Directions
• 1. Rewrite the sermon outline on the sinner's mistakes from the words "3. It implies" up to and including the words "its true light.", putting "Redeemer" in place of "Saviour".
• 2. In the sermon outline on the sinner's mistakes, what reason is given for God keeping silence as a Judge during the present life?
• 3. Write what comes next in the sermon outline on the sinner's mistakes, starting after its final sentence.

[BEGIN Passage to read]

The sinner’s mistakes exposed and reproved
I. The manner in which God treats impenitent sinners during the present life. He is continually speaking to them in His Word, inviting, counselling and warning them to repent and flee from the wrath to come; nor does he fail often to speak to them in the same manner, by the voice of conscience. But, as a Judge, he usually observes the most profound silence. If it be asked, why God thus keeps silence; I answer, because this life is a season of trial and probation. Men are placed in this world, that they may show what is in their hearts, and thus discover their true characters. He sets before them in the works of creation sufficient evidence of His existence and perfections; He lays them under obligations to love and thank Him by the blessings of His providence; He clearly prescribes their duty, and gives them directions for its performance, in His Word; He places conscience in their breasts, as an overseer and monitor; and then, wrapped up in His own invisibility, sits silent and unseen, to notice and record their conduct.
II. The opinions which sinners form of God, in consequence of his thus keeping silence. “Thou thoughtest that I was altogether such an one as thyself.” It is their opinions of His moral character, of His views and feelings with respect to themselves and their conduct, to which the assertion refers. In this respect every unawakened sinner supposes, or at least acts as if he supposed, that God is altogether such an one as himself. Feeling no immediate tokens of God’s displeasure, he flatters himself that God is not displeased. Finding it easy to justify himself, and satisfy his own conscience, he fancies that it will be equally easy to satisfy God, and justify his conduct at His bar.
III. The measures which God will employ to convince sinners that he is not such an one as themselves. “I will reprove thee, and set them in order before thine eyes.” This He will do at the judgment-day.
1. It implies giving the sinner a clear and full view of all the sins of his life, in thought, word and deed, in the order in which they were committed. Such a view no sinner has of himself in the present life. He is guilty of ten thousand thousand sins, which he does not even suspect to be sins.
2. It implies giving him a view of all their aggravations. All the mercies he received, all the afflictions which were sent to rouse him, all the opportunities, privileges, warnings and means of grace with which he was favoured; all the sermons which he heard, and all the secret checks which he experienced from his own conscience, and from the strivings of God’s Spirit, will then be set before him, to show that he sinned wilfully and knowingly, against light and against love, and that he is, therefore, without excuse.
3. It implies giving him a full view of their dreadful malignity and criminality. Of this sinners see nothing in this world. They do not see what an infinitely great and glorious Being that God is against whom sin is committed. They do not see what an infinitely precious, lovely, and all-sufficient Saviour they are rejecting. They do not see what a heaven they are forfeiting, nor into what a hell they are plunging themselves by sin. They do not realize how short is time in comparison with eternity, nor how worthless the body when compared with the soul. But at the judgment-day they will behold every object in its true light.
IV. What improvement careless sinners ought to make of these awfully alarming truths. They should be led by them to consideration. It is owing to forgetfulness of God, and to the neglect of considering these important truths, that sinners live as they do. They consider not in their hearts, says Jehovah, that I remember all their wickedness. Is not this the case with respect to some of you? (E. Payson, D. D.)

[END Passage to read]
[BEGIN Data excerpt]

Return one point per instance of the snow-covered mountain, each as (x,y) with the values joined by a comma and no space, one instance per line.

[END Data excerpt]

Per-task answers
• 1.
3. It implies giving him a full view of their dreadful malignity and criminality. Of this sinners see nothing in this world. They do not see what an infinitely great and glorious Being that God is against whom sin is committed. They do not see what an infinitely precious, lovely, and all-sufficient Redeemer they are rejecting. They do not see what a heaven they are forfeiting, nor into what a hell they are plunging themselves by sin. They do not realize how short is time in comparison with eternity, nor how worthless the body when compared with the soul. But at the judgment-day they will behold every object in its true light.

• 2. Because this life is a season of trial and probation.

• 3.
Psalms 50:22
Now consider this, ye that forget God.
Forgetfulness of God: It’s Evil
Forget God!--is this possible? What! when we see His “eternal power and Godhead” in all things above us and about us? If we look up to the heavens, “the heavens declare the glory of God, and the firmament showeth His handy-work.” If we look around us here, “the earth is full of His goodness.” But men, notwithstanding, do forget God. Forgetfulness of God is the source of their wickedness, and should this sinful conduct be persisted in, it will induce a sorer punishment than all created power could remedy.
I. An evil.
II. Its punishment.
III. A means whereby to correct the evil and to avoid the punishment. (W. Mudge, B. A.)
Psalms 50:23
Whoso offereth praise glorifieth Me.
Songs of the Bible
I. The song of the new birth. Every believer has learned some of the notes of this song, for we enter the kingdom singing it. When in the world, the world’s songs--songs of merriment and glee--were in our esteem the richest and best; but when we saw Jesus, and heard the music of His grace, then the world’s songs could no longer express our joy. In all the miracles of Christ the first act of the healed one was to begin to praise. The leper, the paralytic, Bartimaeus, and all the others. And so with those whom Christ has saved.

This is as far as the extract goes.